§ Work to complete: Scan the entries for the string "below" and give the number of lines that have it, nothing further.

[Start of section]

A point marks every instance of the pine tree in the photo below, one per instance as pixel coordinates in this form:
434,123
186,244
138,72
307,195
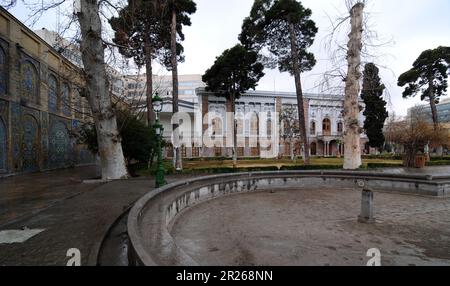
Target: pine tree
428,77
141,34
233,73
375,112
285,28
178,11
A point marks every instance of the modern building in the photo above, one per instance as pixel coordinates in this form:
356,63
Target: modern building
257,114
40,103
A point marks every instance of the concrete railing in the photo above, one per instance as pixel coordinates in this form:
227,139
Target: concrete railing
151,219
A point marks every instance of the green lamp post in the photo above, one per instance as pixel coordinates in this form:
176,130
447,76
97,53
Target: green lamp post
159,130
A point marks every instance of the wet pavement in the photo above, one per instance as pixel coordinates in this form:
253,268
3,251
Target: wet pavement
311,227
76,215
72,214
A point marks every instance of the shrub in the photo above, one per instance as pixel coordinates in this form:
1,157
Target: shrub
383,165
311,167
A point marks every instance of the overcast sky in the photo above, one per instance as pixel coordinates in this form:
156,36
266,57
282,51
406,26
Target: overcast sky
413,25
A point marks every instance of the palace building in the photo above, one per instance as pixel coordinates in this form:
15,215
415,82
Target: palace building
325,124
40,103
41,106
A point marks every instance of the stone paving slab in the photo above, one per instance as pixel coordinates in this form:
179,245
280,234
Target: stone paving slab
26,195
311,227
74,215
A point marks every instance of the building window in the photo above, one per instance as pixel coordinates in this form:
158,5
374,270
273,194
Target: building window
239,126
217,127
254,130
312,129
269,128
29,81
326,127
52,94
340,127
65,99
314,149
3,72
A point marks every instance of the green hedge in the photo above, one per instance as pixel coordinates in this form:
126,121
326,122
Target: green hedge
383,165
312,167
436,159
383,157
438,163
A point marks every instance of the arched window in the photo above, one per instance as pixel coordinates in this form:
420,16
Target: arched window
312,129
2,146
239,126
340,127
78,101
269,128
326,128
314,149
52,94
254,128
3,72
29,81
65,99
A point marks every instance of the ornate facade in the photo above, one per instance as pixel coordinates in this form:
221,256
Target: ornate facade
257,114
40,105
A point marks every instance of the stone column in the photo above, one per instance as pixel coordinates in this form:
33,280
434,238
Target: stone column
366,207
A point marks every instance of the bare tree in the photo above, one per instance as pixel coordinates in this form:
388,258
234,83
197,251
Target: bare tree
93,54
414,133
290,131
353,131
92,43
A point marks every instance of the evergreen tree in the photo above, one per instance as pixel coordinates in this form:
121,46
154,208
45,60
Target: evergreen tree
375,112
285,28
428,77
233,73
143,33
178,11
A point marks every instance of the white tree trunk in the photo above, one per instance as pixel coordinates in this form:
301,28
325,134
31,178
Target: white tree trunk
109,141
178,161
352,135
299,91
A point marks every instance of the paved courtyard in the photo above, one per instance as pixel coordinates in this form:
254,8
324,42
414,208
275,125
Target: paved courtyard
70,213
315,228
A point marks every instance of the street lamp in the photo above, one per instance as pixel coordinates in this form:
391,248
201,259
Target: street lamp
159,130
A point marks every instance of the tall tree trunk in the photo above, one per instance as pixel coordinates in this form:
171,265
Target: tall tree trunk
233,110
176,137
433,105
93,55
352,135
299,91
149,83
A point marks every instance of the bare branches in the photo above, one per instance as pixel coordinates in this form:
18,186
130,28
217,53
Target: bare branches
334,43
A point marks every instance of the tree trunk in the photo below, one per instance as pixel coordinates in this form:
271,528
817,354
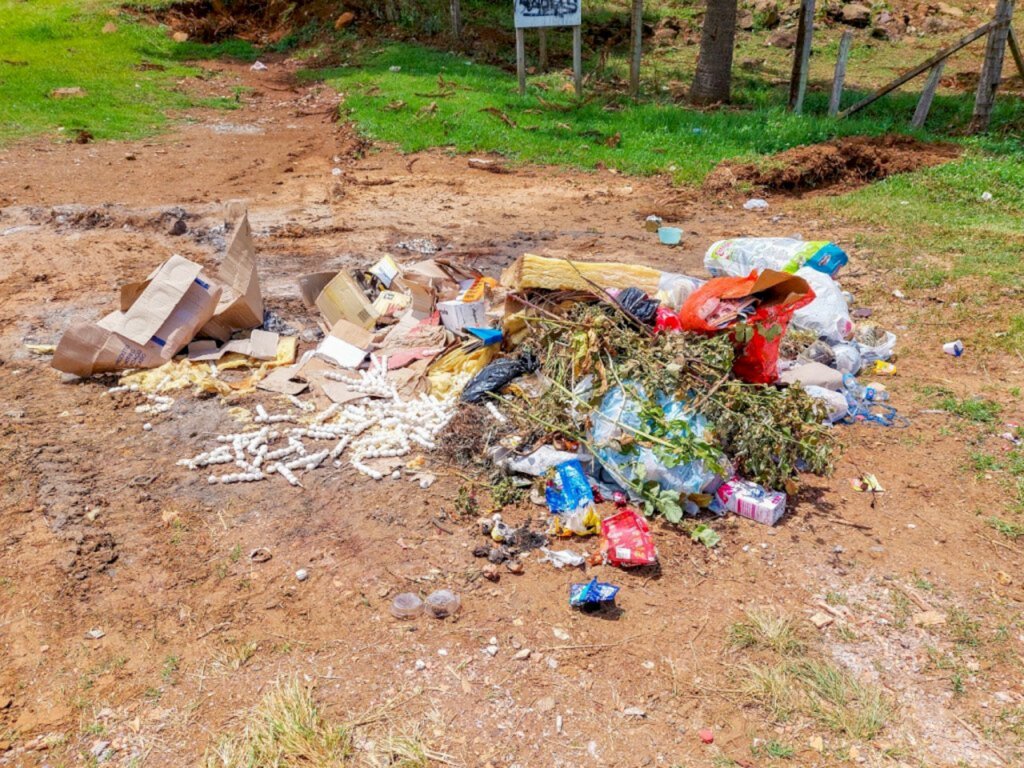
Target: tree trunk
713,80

[End of section]

§ Written reply: 2